REQUIRED ACTION: Lines to restate from the data below: from the one containing "Circle any tree foliage in the image." to the one containing "Circle any decorative molding in the image.", both included. Give them again exactly, and only them.
━━ DATASET EXTRACT ━━
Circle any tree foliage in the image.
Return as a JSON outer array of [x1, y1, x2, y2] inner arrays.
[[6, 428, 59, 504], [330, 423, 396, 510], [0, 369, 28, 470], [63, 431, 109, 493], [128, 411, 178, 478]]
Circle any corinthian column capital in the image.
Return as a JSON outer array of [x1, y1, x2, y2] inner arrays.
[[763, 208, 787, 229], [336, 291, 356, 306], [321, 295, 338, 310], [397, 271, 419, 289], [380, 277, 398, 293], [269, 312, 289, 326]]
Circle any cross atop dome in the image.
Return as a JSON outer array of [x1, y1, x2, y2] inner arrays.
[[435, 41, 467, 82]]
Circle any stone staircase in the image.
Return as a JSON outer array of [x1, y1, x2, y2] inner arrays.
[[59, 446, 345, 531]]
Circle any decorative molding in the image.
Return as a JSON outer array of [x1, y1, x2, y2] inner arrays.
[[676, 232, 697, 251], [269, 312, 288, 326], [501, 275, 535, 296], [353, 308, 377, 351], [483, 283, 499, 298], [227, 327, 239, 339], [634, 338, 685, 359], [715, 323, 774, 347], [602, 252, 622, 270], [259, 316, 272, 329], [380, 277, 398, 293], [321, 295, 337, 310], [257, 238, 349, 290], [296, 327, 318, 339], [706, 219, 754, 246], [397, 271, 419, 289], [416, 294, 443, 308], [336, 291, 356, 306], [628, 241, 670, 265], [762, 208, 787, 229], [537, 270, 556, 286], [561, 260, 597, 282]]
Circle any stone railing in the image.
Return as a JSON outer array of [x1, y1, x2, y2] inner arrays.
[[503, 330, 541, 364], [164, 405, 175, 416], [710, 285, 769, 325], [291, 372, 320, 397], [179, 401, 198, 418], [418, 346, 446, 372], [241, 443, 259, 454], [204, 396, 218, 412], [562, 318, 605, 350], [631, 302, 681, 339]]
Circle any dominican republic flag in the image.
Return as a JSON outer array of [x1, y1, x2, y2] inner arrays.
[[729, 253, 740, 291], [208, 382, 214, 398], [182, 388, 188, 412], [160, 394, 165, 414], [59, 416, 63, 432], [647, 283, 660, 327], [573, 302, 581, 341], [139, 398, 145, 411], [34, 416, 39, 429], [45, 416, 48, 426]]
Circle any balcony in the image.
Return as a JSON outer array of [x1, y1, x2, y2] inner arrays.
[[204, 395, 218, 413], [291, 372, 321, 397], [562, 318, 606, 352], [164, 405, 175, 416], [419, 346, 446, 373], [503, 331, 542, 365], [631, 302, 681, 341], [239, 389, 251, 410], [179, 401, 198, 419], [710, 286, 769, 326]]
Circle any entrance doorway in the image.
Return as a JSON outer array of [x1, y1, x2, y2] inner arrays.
━━━
━━ DATASET EXTRACT ━━
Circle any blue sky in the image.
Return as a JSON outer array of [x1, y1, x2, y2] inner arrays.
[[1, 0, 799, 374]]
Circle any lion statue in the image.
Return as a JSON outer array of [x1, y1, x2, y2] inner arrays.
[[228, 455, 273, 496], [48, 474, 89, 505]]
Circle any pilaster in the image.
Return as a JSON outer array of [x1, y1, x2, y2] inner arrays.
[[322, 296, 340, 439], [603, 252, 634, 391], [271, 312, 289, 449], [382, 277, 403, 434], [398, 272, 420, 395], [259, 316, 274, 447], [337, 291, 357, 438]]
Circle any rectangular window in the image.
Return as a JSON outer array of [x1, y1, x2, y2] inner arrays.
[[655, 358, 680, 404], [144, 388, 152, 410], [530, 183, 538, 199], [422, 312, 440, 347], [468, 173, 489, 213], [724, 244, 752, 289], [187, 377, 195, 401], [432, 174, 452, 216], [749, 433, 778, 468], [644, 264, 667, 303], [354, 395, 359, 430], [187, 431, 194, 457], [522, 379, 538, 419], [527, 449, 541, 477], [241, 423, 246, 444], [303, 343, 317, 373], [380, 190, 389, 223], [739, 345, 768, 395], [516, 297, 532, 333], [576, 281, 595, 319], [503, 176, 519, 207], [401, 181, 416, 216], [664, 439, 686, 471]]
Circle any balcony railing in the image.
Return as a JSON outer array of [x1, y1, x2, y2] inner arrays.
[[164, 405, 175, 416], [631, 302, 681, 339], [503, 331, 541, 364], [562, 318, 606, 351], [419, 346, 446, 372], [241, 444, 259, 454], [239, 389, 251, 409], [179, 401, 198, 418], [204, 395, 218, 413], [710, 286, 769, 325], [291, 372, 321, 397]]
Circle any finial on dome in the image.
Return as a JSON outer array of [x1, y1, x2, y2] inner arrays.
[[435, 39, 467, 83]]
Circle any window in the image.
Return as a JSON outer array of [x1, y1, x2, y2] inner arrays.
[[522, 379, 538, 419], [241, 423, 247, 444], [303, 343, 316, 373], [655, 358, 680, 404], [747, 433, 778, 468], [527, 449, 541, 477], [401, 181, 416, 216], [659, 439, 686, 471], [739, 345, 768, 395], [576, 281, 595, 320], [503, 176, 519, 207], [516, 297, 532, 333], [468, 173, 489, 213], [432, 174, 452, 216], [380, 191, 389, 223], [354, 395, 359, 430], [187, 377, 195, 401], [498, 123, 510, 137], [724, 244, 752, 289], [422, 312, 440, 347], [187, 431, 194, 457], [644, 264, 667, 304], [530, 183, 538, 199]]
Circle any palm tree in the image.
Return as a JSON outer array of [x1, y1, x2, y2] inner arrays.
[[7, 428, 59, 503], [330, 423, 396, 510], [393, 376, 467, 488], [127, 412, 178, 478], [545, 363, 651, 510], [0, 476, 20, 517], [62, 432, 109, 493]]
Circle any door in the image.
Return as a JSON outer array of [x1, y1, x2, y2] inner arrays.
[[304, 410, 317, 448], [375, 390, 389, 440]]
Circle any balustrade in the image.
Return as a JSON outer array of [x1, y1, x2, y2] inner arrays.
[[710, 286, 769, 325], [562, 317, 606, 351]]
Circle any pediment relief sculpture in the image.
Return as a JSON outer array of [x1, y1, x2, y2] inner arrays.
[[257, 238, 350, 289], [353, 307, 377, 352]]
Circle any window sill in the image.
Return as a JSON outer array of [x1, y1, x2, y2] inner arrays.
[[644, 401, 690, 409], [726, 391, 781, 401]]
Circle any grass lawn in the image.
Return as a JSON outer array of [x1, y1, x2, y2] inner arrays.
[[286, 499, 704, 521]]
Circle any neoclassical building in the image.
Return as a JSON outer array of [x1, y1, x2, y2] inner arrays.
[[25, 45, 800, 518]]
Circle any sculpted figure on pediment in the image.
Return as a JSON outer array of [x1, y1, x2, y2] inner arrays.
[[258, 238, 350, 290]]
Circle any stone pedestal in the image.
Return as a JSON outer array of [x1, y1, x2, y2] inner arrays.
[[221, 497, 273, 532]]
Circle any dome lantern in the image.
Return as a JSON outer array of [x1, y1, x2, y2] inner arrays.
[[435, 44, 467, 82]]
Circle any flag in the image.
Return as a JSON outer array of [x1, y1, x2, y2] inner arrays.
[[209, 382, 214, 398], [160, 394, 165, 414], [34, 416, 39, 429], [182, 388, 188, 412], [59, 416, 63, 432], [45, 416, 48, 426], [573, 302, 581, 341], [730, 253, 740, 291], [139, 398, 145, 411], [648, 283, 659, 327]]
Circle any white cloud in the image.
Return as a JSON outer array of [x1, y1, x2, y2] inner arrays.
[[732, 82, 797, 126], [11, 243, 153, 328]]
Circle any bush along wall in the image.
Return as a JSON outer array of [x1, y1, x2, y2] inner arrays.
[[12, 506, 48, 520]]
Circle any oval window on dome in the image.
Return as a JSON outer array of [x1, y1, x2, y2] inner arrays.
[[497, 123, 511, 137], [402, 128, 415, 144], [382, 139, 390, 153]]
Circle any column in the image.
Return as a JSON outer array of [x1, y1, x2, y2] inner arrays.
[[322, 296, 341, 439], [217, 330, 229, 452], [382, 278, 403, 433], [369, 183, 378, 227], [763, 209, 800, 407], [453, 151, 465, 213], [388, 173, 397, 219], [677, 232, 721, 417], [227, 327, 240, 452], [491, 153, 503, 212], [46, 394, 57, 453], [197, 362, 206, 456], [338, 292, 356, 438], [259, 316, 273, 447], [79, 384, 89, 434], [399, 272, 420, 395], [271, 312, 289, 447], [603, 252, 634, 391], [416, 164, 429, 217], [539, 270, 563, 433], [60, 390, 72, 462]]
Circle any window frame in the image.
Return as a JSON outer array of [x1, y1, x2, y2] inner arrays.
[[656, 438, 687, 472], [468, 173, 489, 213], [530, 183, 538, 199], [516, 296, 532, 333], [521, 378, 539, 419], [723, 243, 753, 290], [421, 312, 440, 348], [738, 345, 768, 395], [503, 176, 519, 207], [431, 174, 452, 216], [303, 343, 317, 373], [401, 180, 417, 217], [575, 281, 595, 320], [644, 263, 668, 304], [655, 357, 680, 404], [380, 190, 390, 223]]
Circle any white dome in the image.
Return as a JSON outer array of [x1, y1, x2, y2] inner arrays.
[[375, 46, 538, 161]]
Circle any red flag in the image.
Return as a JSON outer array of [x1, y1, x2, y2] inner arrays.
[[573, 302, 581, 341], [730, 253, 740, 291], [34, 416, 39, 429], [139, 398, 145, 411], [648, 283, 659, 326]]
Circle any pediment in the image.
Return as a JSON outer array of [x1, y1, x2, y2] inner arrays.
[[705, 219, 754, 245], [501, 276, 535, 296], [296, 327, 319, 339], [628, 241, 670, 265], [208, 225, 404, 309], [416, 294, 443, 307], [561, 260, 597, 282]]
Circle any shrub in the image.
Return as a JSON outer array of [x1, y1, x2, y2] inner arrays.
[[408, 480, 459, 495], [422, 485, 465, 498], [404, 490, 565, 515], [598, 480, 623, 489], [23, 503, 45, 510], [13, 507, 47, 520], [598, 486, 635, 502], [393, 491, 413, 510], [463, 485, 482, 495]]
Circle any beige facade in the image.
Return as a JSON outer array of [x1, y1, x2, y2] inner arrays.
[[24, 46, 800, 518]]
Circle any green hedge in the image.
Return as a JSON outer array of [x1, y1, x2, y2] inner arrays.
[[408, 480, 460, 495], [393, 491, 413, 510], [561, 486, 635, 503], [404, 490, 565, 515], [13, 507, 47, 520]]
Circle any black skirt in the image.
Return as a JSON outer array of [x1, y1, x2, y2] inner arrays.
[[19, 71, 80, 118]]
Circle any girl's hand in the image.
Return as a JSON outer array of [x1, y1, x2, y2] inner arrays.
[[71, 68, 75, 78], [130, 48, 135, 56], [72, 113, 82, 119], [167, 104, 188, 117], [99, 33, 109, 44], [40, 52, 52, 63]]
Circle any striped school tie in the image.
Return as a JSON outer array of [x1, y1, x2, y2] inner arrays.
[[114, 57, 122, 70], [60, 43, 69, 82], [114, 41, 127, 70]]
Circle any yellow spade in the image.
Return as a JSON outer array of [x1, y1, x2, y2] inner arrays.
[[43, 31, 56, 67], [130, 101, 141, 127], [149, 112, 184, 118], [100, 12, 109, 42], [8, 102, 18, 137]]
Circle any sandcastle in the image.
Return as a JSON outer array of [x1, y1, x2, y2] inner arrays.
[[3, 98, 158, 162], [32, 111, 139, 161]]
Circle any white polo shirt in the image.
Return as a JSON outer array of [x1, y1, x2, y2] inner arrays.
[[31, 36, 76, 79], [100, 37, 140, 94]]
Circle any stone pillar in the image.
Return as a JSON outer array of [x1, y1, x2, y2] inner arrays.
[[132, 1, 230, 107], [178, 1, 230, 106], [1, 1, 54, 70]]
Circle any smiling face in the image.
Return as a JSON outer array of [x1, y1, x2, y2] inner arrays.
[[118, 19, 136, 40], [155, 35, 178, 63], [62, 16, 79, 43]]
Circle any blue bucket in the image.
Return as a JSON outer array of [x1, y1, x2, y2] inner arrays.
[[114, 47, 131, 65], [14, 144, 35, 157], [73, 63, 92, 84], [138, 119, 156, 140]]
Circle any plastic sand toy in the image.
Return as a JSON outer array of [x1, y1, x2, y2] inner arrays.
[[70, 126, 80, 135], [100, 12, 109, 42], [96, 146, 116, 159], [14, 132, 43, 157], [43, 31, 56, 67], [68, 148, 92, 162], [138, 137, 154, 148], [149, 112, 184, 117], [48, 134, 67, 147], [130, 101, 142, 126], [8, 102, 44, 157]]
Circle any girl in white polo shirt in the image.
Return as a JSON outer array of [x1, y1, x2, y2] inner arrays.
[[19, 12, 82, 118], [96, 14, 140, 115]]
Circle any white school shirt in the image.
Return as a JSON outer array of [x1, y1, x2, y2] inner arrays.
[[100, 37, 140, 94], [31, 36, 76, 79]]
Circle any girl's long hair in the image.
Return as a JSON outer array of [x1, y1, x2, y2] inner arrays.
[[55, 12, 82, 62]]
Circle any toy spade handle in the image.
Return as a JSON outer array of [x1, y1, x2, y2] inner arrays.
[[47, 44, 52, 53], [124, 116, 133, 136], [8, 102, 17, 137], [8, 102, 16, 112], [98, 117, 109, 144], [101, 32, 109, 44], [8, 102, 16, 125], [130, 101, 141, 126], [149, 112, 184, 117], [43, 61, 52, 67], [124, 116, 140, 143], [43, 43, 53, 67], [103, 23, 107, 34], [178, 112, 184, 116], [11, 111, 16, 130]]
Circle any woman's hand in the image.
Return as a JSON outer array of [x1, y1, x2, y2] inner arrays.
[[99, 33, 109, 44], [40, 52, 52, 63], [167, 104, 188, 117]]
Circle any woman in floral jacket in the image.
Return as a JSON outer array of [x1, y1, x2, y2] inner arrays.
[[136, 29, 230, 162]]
━━━
EXPECTED ANSWER:
Circle any tree foliage in the image.
Return as a JSON outer array of [x1, y1, x2, y2] inner arrays.
[[6, 428, 59, 504], [330, 423, 396, 510], [0, 369, 28, 470], [63, 431, 109, 493], [128, 411, 178, 478]]
Circle any corinthian column capital in the image.
Return as a JSON outer array of [x1, y1, x2, y2] inner arrays.
[[763, 208, 787, 229], [336, 291, 356, 306], [321, 295, 338, 310], [397, 271, 419, 289], [380, 277, 398, 293], [269, 312, 289, 326]]
Circle any cross atop dome in the image.
Return as a JSON outer array of [x1, y1, x2, y2] inner arrays.
[[435, 41, 467, 82]]
Circle any stone staircase in the image.
Return as a JSON outer array of [x1, y1, x2, y2] inner arrays.
[[59, 446, 345, 531]]
Circle any decorative molding in the image.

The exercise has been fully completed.